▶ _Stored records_
_ _ _ _ _

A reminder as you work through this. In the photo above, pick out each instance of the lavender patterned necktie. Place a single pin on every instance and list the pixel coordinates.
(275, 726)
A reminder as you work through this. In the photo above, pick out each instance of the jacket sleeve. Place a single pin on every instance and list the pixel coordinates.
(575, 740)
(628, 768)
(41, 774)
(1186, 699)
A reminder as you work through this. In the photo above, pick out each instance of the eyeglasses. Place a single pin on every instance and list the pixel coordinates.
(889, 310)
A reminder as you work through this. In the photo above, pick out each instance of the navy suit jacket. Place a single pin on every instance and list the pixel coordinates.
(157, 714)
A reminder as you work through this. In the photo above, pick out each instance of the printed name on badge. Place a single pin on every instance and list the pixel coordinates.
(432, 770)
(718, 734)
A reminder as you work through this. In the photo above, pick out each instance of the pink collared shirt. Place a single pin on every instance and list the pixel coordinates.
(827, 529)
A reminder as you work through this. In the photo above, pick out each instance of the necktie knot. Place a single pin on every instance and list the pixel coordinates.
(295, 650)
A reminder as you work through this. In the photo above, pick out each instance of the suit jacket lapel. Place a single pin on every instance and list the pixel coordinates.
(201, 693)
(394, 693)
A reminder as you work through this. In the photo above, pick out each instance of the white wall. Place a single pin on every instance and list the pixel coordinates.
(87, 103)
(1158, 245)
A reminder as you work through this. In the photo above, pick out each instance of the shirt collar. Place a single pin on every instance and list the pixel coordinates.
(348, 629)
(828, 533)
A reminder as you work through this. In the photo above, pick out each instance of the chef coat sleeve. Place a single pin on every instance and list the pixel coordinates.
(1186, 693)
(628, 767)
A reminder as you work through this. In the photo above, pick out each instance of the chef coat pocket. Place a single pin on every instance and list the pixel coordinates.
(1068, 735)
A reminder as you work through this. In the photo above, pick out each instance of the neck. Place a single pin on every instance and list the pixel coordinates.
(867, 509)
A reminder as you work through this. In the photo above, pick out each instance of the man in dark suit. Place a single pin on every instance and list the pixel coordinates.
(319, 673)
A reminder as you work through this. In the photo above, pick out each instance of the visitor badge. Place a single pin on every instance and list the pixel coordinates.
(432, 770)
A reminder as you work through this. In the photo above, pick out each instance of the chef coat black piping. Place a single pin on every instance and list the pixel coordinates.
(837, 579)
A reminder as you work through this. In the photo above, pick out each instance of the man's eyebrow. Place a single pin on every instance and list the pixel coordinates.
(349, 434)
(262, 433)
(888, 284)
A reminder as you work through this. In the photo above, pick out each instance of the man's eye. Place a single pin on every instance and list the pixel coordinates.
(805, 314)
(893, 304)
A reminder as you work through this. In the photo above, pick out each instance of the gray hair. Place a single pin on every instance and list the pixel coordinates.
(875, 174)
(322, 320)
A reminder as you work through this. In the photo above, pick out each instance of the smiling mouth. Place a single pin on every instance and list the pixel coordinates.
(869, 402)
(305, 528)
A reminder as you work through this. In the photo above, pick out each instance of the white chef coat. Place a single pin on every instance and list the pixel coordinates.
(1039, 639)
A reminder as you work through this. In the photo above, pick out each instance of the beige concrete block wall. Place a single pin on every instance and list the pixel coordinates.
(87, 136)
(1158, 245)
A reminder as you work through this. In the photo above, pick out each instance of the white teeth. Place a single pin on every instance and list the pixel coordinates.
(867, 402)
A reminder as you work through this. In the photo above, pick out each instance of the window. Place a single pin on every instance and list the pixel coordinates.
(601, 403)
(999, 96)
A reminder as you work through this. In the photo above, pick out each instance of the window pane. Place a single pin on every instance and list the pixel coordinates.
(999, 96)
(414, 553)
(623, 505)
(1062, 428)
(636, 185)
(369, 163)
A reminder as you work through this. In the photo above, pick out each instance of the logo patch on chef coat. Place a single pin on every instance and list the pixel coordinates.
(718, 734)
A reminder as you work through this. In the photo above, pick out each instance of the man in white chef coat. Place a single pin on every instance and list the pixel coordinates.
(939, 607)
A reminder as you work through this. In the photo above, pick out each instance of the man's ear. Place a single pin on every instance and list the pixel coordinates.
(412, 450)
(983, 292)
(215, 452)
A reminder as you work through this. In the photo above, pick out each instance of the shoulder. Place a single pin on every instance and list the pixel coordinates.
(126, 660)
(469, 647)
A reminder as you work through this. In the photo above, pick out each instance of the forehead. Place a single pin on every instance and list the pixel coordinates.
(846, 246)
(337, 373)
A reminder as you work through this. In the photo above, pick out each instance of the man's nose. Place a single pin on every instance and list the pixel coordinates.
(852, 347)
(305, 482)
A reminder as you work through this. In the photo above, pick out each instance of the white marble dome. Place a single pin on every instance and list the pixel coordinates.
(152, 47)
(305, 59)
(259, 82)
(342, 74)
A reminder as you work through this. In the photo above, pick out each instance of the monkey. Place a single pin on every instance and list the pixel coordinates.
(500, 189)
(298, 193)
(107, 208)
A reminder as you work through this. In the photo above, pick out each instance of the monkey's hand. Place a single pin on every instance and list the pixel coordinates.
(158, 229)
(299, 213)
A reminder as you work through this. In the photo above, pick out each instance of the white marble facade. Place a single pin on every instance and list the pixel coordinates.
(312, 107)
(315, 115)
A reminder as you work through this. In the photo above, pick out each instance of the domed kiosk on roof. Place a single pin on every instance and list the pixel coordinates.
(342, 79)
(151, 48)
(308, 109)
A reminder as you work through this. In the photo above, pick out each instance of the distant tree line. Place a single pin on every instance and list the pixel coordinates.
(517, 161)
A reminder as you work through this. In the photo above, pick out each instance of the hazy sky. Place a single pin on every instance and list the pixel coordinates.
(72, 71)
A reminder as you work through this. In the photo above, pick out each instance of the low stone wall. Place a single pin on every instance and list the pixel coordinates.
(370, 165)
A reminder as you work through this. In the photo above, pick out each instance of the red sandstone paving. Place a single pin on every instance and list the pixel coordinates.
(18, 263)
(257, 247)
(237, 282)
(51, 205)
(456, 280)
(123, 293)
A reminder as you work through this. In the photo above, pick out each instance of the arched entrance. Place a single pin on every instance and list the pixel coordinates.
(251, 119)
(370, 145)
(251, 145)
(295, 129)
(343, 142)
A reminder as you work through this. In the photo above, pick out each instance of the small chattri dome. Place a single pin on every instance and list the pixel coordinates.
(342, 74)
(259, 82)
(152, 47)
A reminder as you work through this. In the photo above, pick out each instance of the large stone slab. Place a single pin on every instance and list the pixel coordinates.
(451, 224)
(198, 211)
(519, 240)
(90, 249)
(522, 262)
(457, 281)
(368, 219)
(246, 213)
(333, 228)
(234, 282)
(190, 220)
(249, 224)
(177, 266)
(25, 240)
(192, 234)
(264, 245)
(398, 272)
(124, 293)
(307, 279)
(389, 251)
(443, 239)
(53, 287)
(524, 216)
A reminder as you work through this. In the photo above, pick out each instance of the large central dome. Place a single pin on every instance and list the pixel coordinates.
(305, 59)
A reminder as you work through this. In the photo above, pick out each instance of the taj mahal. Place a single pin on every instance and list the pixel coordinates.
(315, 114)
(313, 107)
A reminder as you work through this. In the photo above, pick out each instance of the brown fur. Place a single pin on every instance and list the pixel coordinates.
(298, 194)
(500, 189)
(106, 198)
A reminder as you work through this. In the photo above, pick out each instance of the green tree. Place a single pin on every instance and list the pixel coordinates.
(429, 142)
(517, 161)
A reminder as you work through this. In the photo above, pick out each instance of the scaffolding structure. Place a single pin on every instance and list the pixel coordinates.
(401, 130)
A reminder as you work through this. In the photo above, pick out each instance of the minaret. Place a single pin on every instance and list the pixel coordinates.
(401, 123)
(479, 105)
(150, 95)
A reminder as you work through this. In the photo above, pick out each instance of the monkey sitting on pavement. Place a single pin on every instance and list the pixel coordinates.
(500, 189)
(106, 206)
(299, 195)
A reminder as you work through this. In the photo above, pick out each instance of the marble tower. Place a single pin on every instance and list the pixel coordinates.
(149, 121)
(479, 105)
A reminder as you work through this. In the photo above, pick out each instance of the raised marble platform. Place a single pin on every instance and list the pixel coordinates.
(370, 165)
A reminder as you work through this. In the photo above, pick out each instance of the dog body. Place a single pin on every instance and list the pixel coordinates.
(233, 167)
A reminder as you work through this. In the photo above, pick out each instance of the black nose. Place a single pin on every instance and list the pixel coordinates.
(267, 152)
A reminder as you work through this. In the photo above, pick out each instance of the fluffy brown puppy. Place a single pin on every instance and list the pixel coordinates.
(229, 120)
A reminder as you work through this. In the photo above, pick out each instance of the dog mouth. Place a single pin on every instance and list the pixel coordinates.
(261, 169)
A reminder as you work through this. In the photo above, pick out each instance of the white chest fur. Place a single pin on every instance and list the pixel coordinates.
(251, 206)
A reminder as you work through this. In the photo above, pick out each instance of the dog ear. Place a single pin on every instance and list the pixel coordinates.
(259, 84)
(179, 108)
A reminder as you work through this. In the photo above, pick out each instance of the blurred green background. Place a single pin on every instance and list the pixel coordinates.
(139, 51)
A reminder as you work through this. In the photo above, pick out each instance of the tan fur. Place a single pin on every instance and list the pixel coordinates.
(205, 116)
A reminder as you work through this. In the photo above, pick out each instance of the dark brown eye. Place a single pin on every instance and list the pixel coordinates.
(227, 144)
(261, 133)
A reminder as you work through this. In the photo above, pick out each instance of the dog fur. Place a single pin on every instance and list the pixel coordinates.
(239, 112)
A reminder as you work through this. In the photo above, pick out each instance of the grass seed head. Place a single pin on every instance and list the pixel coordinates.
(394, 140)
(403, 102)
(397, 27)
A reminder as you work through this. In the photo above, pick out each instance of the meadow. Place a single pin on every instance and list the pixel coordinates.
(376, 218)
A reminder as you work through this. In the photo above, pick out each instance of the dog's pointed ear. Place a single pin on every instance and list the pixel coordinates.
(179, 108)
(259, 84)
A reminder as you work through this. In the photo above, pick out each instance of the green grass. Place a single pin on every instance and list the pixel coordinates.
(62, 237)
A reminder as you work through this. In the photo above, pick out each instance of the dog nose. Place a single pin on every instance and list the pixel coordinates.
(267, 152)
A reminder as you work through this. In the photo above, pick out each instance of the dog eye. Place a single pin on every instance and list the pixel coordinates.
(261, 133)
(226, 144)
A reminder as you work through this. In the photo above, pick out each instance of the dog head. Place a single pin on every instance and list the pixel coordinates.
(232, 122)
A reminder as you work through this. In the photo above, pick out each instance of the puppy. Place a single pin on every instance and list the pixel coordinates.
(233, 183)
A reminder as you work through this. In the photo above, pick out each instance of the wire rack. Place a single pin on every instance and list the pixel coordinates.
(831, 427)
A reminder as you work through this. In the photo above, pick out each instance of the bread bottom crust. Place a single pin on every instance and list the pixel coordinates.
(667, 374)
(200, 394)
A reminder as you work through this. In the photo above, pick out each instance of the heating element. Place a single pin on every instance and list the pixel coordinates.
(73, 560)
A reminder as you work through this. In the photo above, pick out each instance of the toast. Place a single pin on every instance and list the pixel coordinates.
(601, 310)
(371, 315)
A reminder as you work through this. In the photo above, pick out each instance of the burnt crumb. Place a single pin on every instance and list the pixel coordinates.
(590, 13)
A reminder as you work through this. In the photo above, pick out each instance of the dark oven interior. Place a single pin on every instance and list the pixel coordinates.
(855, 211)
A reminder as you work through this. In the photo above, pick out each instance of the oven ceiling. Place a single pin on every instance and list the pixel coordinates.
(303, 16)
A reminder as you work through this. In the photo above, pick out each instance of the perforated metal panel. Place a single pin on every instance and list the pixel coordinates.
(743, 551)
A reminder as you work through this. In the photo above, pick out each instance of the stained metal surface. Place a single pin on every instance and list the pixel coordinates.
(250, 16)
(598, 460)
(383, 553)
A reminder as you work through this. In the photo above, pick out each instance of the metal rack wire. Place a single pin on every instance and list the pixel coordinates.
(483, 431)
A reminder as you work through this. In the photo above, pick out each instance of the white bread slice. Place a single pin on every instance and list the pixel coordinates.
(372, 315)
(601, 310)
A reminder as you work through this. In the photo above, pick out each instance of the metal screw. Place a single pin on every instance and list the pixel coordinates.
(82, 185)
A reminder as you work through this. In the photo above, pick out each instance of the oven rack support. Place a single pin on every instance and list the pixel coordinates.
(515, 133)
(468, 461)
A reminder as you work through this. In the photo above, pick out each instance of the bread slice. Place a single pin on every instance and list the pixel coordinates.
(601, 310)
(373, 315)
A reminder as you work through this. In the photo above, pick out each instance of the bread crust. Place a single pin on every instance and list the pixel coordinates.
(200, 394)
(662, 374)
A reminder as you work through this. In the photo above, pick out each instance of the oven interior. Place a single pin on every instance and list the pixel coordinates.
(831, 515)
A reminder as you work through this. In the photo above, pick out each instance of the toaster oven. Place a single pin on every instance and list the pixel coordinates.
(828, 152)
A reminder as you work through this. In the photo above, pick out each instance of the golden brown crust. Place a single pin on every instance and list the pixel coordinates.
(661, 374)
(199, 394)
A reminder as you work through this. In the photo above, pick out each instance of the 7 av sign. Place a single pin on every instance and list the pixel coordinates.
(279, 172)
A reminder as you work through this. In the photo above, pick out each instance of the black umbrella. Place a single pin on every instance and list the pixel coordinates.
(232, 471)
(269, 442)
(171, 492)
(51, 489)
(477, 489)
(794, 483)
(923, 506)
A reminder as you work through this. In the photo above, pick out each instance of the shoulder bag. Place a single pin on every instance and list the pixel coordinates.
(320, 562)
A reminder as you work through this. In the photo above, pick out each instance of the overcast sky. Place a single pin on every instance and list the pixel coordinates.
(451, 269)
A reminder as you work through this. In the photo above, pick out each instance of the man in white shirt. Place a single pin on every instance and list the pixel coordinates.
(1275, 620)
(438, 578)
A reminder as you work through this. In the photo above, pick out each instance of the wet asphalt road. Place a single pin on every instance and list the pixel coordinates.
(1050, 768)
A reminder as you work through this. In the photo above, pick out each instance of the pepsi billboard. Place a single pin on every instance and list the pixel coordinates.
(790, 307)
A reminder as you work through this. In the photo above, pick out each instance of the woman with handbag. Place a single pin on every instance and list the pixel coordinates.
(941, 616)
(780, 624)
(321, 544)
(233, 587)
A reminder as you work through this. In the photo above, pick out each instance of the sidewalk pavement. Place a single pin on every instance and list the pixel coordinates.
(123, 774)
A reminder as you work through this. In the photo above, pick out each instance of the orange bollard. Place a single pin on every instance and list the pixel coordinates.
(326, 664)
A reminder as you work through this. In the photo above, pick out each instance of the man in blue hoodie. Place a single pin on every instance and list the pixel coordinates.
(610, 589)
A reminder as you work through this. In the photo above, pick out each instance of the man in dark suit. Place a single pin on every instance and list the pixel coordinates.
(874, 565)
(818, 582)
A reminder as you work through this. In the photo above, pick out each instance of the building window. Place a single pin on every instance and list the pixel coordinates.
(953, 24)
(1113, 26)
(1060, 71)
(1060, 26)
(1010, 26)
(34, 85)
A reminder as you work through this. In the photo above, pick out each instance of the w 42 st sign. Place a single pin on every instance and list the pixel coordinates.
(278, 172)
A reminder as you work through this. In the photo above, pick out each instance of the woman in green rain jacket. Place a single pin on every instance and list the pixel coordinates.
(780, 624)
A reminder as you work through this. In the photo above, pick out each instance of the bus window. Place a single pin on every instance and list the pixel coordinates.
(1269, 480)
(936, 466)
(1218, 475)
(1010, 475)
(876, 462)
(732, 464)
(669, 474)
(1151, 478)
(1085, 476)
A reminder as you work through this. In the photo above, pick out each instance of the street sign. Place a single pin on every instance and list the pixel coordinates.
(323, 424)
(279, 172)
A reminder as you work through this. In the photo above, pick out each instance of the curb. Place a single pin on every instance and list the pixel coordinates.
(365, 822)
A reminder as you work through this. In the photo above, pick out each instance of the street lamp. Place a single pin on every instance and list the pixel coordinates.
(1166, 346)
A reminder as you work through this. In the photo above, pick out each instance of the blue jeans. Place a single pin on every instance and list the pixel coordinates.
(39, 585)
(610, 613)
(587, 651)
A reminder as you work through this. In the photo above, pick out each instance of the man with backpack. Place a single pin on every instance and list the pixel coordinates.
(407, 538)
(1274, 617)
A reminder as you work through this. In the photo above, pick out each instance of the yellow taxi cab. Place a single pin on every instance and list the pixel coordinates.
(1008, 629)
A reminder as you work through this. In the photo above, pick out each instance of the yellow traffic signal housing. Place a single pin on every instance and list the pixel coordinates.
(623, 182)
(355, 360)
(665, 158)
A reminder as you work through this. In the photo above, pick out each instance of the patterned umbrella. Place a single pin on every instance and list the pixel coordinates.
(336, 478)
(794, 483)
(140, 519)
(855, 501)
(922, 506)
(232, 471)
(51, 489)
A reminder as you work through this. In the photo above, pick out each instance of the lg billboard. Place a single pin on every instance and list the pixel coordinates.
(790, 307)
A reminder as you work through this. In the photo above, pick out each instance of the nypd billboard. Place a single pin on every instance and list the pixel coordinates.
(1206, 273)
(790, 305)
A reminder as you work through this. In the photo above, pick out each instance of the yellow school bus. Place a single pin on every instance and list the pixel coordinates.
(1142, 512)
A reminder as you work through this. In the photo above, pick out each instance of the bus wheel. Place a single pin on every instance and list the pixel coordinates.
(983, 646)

_ _ _ _ _

▶ _WHAT YOU SHOULD DO_
Exact copies of the lines from the one containing "the yellow school" through the final line of the records are all the answer should hold.

▶ _EXERCISE SOLUTION_
A reminder as you work through this. In the photo above, pick out each instance of the yellow school bus. Place a single pin on every instance and list the pixel coordinates.
(1142, 512)
A reminder as you work through this. In the photo above, pick out each instance of the bus wheel. Place a single pin on every instance and list the pixel coordinates.
(983, 646)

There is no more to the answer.